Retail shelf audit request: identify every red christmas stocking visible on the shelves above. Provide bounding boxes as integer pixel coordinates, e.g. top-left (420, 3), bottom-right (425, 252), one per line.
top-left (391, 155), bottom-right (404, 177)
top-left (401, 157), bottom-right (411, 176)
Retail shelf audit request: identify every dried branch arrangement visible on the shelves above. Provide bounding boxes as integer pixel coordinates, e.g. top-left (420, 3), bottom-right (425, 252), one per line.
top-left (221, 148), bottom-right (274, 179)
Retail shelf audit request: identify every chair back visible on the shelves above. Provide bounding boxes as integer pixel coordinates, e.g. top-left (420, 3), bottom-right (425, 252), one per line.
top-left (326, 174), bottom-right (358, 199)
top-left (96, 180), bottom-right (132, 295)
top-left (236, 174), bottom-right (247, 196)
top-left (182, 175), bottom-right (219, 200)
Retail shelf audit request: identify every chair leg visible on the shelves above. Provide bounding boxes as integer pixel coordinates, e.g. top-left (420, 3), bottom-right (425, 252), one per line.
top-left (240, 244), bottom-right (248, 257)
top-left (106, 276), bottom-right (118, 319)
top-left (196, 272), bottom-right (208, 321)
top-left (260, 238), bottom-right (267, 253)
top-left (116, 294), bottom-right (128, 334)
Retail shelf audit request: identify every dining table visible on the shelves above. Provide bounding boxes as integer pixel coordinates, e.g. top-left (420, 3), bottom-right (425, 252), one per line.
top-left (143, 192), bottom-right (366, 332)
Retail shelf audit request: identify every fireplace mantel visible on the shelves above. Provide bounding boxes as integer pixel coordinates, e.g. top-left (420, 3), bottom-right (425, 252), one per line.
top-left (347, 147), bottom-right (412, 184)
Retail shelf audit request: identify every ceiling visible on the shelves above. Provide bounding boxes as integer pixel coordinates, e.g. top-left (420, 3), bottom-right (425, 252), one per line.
========================================================================
_PROBLEM_
Copy the records word for word, starting with the line that contains "Retail shelf audit request: identify every chair back" and ending with the line that contains "top-left (116, 294), bottom-right (128, 334)", with both of those lines included.

_THE REPLY_
Retail shelf audit request: identify every chair back visible on the shelves above. Provide bounding boxes as integer pixel coordinates, e.g. top-left (420, 3), bottom-right (425, 252), one per line.
top-left (326, 174), bottom-right (358, 199)
top-left (96, 180), bottom-right (132, 295)
top-left (236, 174), bottom-right (247, 196)
top-left (182, 175), bottom-right (219, 200)
Retail shelf audit request: identify every chair leg visible on the shelves above. Provide bounding boxes as integer pixel coordinates, e.g. top-left (420, 3), bottom-right (425, 252), one per line.
top-left (240, 244), bottom-right (248, 257)
top-left (106, 276), bottom-right (118, 319)
top-left (196, 272), bottom-right (208, 321)
top-left (260, 238), bottom-right (267, 253)
top-left (116, 294), bottom-right (128, 334)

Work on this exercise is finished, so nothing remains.